**EXTRACT TO READ:**

What the two designations have in common is both involve passing a series of exams, as well as requiring the completion of educational and professional experience.

The U.S. CPA consists of an exam in four parts - Auditing and Attestation (AUD), Business Environment and Concepts (BEC), Financial Accounting and Reporting (FAR), and Regulation (REG) - all of which must be passed for success. In total they represent 14 hours of testing and must all be taken within an 18-month timeframe after taking and passing the first part.

The U.S. CMA is a two-part exam spread over eight hours and all parts must be taken within three years of joining the CMA Program. Although at least two years of professional experience in management accounting or financial management are required, you can sit the exam prior to satisfying these requirements. Proof of work experience must be provided before the U.S. CMA certification is granted, though.

What’s your background?

**PROBLEM STATEMENT:** What comes next in the passage on the CPA and CMA exams? Write it, picking up right after "What’s your background?" The lines that come next are separate material, not part of the passage on the CPA and CMA exams.

Records from a data collection

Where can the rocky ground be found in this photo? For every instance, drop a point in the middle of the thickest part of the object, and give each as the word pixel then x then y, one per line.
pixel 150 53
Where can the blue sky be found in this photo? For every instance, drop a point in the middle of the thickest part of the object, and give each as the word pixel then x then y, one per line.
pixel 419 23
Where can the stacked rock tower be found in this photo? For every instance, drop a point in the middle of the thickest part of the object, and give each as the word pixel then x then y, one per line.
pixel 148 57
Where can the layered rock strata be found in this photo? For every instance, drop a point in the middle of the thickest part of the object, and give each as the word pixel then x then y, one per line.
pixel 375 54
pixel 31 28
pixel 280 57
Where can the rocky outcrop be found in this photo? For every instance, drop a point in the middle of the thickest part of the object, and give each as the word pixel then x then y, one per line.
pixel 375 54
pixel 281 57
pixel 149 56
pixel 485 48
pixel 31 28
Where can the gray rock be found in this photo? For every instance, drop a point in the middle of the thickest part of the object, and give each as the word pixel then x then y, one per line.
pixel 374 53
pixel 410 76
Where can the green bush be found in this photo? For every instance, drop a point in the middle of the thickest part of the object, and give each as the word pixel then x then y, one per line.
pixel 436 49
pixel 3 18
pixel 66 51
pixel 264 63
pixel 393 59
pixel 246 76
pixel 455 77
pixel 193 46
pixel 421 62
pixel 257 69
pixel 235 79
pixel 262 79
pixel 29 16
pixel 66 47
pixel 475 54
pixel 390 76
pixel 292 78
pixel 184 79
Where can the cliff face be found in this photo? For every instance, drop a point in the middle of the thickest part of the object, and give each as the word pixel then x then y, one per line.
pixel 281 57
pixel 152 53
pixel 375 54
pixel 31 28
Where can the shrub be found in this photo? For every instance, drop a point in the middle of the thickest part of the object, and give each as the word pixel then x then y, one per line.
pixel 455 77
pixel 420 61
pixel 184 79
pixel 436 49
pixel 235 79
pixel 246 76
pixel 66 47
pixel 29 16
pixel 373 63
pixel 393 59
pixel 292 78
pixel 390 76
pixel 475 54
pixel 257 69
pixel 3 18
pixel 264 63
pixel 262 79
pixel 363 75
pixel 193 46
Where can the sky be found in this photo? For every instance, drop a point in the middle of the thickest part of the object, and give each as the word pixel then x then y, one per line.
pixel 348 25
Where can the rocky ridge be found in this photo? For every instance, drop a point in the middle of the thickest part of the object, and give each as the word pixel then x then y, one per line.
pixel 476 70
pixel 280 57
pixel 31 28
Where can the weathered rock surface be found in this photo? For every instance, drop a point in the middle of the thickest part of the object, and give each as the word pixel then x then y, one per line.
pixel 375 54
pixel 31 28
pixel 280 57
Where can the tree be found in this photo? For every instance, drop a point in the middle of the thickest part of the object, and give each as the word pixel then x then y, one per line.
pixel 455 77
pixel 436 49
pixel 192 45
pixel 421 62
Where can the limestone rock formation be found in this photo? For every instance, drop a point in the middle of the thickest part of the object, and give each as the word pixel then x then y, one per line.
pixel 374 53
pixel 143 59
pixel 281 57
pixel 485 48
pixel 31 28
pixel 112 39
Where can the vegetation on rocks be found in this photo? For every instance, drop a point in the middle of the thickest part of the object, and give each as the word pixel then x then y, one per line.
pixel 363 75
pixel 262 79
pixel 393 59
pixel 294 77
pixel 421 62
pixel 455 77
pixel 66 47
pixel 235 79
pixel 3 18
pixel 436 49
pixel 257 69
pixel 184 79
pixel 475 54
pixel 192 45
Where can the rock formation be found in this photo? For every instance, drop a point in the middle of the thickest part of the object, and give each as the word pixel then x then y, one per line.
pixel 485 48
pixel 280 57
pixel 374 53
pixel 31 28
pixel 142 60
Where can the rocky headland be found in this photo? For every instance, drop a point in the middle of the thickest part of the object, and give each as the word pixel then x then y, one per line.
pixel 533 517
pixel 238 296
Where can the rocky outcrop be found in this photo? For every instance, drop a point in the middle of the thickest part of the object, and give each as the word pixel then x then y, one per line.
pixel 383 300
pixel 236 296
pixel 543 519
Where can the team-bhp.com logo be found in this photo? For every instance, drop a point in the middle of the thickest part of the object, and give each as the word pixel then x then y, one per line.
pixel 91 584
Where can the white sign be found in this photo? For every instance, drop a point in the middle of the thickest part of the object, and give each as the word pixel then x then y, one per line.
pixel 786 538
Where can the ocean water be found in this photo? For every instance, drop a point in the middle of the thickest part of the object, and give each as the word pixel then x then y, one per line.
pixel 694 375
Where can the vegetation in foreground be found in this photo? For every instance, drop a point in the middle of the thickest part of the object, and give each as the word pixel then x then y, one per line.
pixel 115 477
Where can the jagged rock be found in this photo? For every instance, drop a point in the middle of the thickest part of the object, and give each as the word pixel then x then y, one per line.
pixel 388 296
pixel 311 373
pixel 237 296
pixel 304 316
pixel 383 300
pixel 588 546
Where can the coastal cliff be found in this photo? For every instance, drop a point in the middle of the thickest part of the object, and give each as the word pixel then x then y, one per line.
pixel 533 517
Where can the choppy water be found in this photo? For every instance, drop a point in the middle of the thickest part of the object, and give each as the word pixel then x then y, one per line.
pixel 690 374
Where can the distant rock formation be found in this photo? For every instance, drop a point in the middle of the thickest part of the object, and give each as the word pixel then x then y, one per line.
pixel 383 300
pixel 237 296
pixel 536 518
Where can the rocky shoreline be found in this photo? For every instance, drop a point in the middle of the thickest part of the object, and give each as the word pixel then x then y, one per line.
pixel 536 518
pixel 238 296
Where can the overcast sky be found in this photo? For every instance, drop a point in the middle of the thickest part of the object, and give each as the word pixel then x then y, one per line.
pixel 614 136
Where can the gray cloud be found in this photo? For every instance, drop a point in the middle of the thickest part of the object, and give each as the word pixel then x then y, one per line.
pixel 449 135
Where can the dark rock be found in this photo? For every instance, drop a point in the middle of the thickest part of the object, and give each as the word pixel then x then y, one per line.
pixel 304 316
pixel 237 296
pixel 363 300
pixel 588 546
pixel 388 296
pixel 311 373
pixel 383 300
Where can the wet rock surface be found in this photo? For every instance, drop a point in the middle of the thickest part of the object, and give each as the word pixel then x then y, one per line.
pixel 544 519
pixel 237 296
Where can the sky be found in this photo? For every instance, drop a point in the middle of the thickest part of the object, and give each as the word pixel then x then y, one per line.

**ANSWER SPACE:**
To qualify for the U.S. CMA a bachelor’s degree is required. This makes it somewhat of an easier option to those who have a background in finance, marketing or economics but who don’t meet the U.S. CPA requirement of a substantial number of accounting hours/courses needed to sit the exam. Most US states require a total of 120 credits hours to be able to sit for the exam, or 150 hours of coursework to obtain the license (in addition to a bachelor's degree). 

How easy is it to pass?

Globally, the CPA had an approximate pass rate of 54% in 2021, depending on the section taken.  The BEC and REG sections have a pass rate slightly above that ranging from 44.70% for FAR up to 62.84% for BEC.

CPA pass rates may sound disheartening but they’re actually much higher than those for CMA. According to the Institute of Certified Management Accountants, pass rates for the CMA globally were in were 45% in the first quarter of 2020 which were an increase from the 35% pass rate for Part 1 and 45% for Part 2 in the past couple of years.

How will certification boost your earnings?

If you are wondering whether the investment of pursuing the CPA accreditation is worth it, one answer lies in the salary expectations. Research shows that professionally certified accountants can expect to earn anything from 10% to 15% more than uncertified accountants. As a matter of fact, CPAs have the potential to boost their earnings by $1 million of their lifetime compared to a non-CPA in the same position.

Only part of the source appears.